**Task requirements**
Where a line below holds the string "metal", that line goes into the answer.

Point localization data:
• • •
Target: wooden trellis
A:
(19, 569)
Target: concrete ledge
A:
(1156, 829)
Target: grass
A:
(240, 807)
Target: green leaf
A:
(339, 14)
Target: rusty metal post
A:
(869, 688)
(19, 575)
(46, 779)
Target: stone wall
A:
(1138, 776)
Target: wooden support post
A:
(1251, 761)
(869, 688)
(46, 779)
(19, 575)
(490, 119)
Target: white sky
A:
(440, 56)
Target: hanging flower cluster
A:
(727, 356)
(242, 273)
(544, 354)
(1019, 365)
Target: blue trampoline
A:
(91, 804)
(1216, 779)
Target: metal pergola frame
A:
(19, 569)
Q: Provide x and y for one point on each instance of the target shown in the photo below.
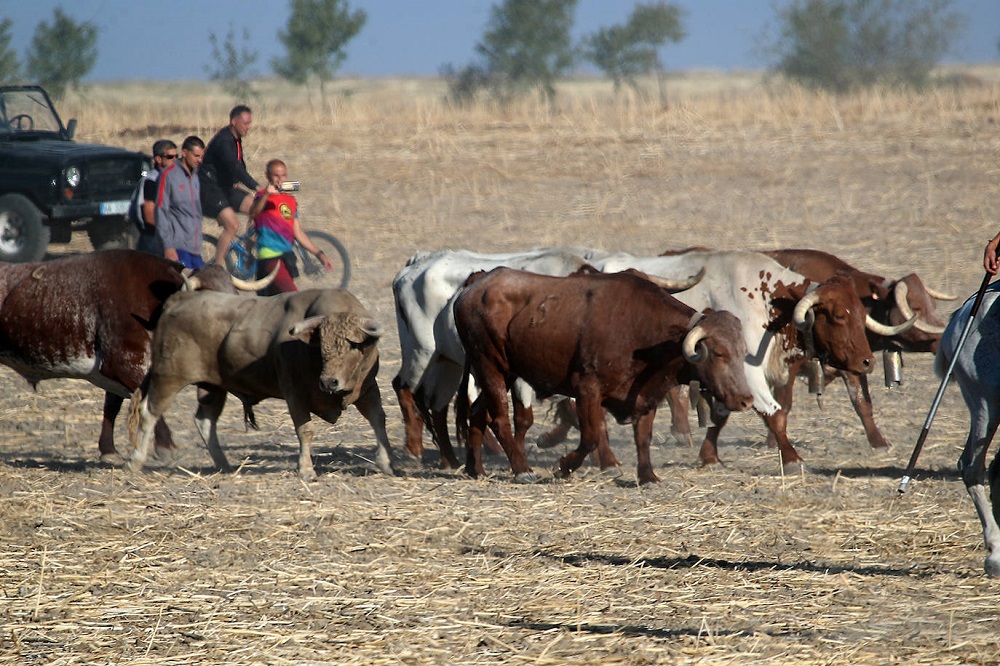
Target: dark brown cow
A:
(90, 317)
(615, 342)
• • •
**Answer box**
Target: rusty metal post
Target: metal pergola frame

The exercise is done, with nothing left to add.